PAGE EXTRACT:
= = = =
One of the most congested apartment buildings in Harlem's Enumeration District 998 was 2460 Seventh Avenue, located between 143rd and 144th streets. Reconstructing a tenement in Harlem, as tables 1.1 and 1.3 attempt to do, provides an opportunity to glimpse a cross section of Harlem family life; determine some of the links between housing poverty, health, and well-being; and see, as near as one can, the lived realities of individuals.

There were 257 people, approximately fifty-four households, residing in the building. The different household sizes and forms reflect the diversity and multifaceted nature of family life and household structures in the community. There were three types of households residing in the building: nuclear families, nuclear families with roomers, and boarding households—a group of individuals with no ostensible biological or marital ties that constitute the household. The rarest type of household was the nuclear family, an example of which was the Stewart household––a nuclear family with only three members. Nuclear families constituted the smallest percentage of households in the building. The Stewart household included Gerald Stewart, the twenty-nine-year-old head of the household; his twenty-nine-year-old wife, Judith Stewart; and their sixteen-year-old son, Edward Stewart. Gerald Stewart immigrated to the United States from Kingston, Jamaica. He married Judith when they were thirteen years old, probably because Judith was pregnant with Edward, whom she gave birth to that year. As was the case with many working-class black families in the community, each family member worked.
= = = =
GIVEN DATA:
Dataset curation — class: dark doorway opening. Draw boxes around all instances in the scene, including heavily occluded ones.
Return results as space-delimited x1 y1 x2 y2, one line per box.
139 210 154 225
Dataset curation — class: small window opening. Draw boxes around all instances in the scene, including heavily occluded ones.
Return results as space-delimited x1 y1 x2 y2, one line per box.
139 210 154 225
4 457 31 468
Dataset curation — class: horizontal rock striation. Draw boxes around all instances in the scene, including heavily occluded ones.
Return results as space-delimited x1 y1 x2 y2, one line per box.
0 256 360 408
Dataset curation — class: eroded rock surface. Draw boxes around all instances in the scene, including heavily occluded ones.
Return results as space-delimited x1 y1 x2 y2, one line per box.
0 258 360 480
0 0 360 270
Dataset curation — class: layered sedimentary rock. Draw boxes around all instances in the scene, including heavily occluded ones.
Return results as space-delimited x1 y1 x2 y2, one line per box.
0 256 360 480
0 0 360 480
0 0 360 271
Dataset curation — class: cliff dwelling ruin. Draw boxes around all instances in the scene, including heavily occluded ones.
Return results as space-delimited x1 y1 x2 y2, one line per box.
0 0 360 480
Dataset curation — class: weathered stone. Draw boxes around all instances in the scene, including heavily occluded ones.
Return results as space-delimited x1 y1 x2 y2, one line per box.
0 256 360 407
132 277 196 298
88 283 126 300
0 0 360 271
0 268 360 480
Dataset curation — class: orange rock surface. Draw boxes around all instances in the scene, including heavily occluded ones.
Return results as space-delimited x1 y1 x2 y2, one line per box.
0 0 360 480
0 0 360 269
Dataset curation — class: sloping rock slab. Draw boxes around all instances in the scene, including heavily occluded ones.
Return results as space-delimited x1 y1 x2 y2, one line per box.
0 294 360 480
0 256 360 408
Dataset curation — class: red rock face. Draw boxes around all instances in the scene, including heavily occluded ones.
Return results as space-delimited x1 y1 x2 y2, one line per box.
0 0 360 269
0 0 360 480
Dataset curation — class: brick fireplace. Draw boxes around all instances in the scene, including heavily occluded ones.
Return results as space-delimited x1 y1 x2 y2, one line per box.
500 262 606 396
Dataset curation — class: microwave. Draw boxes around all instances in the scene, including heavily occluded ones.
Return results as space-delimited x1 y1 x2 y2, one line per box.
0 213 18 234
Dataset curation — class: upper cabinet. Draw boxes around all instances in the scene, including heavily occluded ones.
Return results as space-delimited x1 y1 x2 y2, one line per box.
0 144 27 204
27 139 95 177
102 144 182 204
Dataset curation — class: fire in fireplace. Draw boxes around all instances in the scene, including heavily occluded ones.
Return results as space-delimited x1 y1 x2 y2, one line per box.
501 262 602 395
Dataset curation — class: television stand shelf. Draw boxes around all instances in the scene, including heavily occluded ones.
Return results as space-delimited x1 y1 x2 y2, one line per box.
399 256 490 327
= = = =
WHAT YOU SHOULD DO: Will you reproduce the Harlem tenement passage, beginning at the words "One of the most" and stopping after "realities of individuals.", with "tenement" renamed "walk-up" throughout?

RESPONSE BOX:
One of the most congested apartment buildings in Harlem's Enumeration District 998 was 2460 Seventh Avenue, located between 143rd and 144th streets. Reconstructing a walk-up in Harlem, as tables 1.1 and 1.3 attempt to do, provides an opportunity to glimpse a cross section of Harlem family life; determine some of the links between housing poverty, health, and well-being; and see, as near as one can, the lived realities of individuals.